EXTRACTED ENTRIES ::
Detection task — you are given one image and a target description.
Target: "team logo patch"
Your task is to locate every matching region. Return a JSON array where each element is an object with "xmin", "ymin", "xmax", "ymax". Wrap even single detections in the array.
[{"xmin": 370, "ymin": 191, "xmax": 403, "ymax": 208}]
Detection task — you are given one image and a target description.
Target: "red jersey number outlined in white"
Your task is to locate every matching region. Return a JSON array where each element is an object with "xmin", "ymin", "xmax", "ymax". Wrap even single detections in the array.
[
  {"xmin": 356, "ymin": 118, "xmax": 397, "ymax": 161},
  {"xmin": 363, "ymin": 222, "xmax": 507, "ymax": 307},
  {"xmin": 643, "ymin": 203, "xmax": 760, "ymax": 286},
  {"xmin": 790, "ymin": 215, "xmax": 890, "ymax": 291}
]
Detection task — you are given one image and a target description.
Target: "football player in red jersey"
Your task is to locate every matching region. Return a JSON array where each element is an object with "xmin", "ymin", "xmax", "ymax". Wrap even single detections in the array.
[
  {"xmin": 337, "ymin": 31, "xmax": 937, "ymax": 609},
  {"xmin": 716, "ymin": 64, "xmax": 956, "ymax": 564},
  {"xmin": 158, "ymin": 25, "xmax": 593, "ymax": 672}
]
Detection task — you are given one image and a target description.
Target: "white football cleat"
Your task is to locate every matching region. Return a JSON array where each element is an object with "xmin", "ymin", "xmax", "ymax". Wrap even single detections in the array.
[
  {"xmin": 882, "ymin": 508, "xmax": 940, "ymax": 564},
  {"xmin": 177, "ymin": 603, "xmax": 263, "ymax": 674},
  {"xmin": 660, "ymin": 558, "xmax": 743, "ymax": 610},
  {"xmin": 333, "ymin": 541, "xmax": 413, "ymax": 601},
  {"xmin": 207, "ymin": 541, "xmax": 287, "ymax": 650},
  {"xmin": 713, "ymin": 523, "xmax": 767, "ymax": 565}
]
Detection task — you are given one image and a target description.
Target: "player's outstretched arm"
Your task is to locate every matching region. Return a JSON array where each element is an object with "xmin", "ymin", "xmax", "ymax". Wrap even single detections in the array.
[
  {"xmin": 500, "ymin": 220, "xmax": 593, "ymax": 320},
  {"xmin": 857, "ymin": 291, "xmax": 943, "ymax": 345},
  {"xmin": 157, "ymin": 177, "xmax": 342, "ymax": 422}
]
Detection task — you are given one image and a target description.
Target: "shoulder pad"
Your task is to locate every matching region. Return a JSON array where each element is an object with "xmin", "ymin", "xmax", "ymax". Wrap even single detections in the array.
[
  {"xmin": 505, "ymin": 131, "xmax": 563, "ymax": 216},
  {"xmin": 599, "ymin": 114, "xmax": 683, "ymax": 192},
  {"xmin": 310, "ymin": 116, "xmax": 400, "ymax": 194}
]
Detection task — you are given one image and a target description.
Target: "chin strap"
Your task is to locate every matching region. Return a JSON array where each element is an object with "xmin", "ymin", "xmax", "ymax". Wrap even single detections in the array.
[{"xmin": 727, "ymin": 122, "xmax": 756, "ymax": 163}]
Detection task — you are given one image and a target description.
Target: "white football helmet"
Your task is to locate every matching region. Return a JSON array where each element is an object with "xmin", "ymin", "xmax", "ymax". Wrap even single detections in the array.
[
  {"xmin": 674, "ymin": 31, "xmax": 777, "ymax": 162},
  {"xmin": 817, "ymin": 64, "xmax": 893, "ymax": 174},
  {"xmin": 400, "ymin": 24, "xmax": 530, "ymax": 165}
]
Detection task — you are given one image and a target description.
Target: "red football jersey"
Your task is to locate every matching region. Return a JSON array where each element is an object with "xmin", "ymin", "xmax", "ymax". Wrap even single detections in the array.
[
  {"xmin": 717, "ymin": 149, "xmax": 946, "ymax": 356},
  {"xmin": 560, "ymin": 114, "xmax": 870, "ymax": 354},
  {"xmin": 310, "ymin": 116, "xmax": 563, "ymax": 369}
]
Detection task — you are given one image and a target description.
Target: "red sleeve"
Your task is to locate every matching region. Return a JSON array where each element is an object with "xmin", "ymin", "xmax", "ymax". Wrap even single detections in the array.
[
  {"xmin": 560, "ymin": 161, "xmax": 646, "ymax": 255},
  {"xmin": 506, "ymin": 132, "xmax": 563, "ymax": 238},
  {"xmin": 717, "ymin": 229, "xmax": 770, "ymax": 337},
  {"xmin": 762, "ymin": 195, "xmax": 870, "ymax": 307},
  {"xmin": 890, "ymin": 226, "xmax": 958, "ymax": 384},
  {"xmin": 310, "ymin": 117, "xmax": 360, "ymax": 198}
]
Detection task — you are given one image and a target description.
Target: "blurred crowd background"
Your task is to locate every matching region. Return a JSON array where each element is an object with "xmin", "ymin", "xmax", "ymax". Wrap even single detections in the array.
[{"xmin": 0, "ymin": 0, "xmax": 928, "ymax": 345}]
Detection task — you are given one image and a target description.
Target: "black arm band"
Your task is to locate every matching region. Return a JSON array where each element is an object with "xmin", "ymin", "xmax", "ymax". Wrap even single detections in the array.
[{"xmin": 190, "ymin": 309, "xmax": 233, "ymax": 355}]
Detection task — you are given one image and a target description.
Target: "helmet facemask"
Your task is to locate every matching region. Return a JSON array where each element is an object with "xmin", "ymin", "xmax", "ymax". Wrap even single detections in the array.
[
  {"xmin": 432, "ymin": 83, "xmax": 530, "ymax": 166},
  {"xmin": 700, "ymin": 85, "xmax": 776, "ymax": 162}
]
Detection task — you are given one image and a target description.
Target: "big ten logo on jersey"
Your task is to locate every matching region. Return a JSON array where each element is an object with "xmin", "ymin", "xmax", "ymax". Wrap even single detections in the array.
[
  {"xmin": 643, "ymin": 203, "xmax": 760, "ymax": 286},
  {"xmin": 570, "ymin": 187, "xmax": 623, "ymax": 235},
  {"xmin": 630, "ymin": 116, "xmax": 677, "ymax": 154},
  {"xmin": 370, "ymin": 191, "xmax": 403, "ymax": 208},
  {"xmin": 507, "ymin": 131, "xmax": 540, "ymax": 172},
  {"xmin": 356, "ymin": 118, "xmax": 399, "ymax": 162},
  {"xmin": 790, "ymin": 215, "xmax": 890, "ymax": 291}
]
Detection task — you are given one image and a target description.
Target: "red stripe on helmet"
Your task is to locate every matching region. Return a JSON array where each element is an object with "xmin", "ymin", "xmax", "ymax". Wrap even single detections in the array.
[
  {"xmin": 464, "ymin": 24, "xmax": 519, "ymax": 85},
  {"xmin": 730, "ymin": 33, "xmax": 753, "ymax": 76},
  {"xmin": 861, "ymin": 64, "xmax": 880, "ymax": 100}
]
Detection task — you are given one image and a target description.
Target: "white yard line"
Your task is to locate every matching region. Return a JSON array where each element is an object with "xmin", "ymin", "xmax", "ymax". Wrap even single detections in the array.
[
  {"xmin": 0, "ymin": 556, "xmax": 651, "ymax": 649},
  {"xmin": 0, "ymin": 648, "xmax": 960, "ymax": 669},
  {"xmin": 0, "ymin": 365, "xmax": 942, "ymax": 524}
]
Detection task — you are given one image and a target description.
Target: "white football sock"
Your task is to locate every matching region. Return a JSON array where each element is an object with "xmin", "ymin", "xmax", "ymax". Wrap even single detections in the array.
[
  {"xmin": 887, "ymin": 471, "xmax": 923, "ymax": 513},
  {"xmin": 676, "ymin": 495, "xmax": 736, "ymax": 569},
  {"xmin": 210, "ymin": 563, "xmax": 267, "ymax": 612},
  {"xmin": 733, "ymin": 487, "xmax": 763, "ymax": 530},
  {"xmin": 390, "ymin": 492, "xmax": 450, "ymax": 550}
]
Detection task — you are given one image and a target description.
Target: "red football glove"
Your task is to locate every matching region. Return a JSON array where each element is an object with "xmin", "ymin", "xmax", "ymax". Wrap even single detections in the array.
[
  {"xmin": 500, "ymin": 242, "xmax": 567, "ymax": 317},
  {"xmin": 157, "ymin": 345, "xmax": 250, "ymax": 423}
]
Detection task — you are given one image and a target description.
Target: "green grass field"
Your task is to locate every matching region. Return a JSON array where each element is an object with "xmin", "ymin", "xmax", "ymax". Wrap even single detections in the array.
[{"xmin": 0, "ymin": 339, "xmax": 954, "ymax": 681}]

INSTRUCTIONS FOR THE TASK :: Report each line in the listing above that contains the word "football", copying every such line in full. Match case exactly.

ANSWER TO THIS TASK ::
Target: "football player in red jersey"
Target: "white football cleat"
Target: "white football helmet"
Target: "red football jersey"
Target: "white football sock"
Target: "red football glove"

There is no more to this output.